- [Material for this task]:

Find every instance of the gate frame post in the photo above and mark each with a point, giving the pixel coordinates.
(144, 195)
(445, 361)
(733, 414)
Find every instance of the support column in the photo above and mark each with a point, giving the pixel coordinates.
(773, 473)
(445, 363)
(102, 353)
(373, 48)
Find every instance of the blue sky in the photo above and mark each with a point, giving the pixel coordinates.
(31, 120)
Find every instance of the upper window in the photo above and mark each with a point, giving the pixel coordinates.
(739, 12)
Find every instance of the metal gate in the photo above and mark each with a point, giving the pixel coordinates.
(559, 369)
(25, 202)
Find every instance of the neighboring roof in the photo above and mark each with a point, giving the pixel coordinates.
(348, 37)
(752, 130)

* * *

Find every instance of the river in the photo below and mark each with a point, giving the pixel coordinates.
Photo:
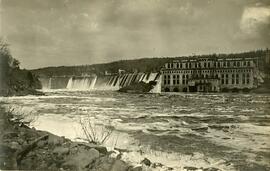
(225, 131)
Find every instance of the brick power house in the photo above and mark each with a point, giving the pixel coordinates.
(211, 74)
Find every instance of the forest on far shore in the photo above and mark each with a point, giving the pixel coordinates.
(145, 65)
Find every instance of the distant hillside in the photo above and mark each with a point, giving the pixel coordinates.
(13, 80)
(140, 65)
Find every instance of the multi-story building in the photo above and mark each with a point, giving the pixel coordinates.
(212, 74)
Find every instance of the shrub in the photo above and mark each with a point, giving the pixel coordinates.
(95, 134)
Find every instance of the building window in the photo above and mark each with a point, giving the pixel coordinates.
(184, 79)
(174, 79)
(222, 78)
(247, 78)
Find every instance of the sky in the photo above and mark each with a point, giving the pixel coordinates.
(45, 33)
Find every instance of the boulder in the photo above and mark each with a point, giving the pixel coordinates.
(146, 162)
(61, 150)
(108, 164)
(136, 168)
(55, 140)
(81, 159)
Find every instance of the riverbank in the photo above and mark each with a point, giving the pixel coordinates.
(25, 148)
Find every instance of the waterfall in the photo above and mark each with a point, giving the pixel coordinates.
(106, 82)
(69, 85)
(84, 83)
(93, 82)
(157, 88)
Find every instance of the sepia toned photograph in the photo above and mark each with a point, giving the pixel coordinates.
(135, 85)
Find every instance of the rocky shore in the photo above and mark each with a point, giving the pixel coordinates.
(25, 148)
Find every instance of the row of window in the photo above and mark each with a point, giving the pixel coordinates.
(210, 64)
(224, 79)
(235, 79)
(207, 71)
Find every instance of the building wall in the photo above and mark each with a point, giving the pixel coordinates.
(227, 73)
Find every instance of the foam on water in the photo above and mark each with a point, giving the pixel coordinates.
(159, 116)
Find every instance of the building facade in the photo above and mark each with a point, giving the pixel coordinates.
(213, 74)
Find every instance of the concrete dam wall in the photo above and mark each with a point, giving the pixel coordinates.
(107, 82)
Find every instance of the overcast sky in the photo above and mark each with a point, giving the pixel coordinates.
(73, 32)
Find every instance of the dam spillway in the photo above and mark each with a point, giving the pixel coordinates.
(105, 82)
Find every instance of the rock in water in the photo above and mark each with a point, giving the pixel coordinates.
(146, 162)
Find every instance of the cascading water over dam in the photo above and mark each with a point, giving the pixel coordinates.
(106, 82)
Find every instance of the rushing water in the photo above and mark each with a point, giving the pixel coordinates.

* * *

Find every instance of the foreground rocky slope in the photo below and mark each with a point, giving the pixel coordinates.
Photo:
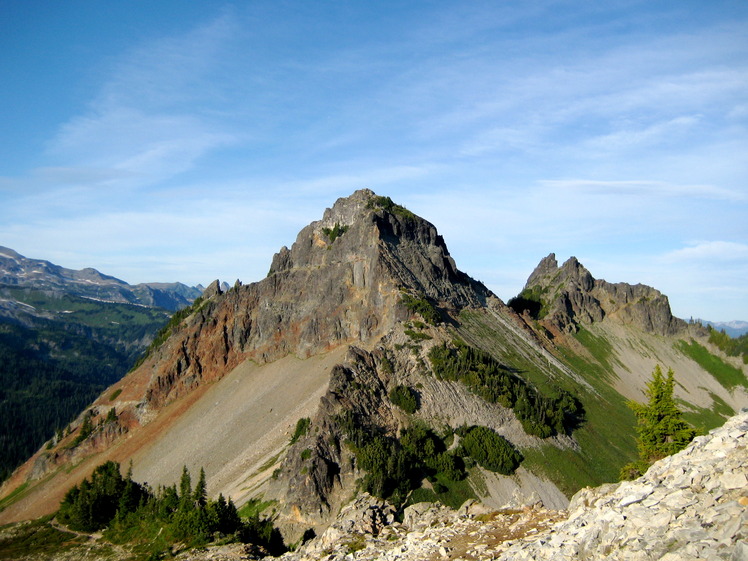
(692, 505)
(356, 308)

- [Request]: Print the lines starting with the line that contains "Find every instance of the building wall" and continuing through the line that contains "Find every instance of the rushing", copying each one character for character.

- [Reply to the exercise]:
Find every instance of the building wall in the photo above and mark each with a point, giving the pixel coordinates.
(227, 73)
Find every instance of the foam on water in the photo above and mark each with a point, giving the pixel coordinates.
(159, 116)
Find every instance of the building facade in the photo above and mark each with a point, giving the pixel coordinates.
(213, 74)
Find every instance of the concrete dam wall in the photo above and mark each with a point, giving the pixel coordinates.
(107, 82)
Find every instance of the overcast sky in the photo above and mark each with a point, giving the pixel coordinates.
(73, 32)
Find every instance of the dam spillway in the photo above and mark each with a point, giving the pixel coordinates.
(105, 82)
Find every instance of the rock in water in the photo above and mark each with a point, giving the pixel coordinates.
(146, 162)
Find every instance of the cascading water over dam in the photo above and mark each with a point, giving the pixel coordinates.
(106, 82)
Find every instance of the rushing water in the photo above and mark each with a point, giving the pixel coordinates.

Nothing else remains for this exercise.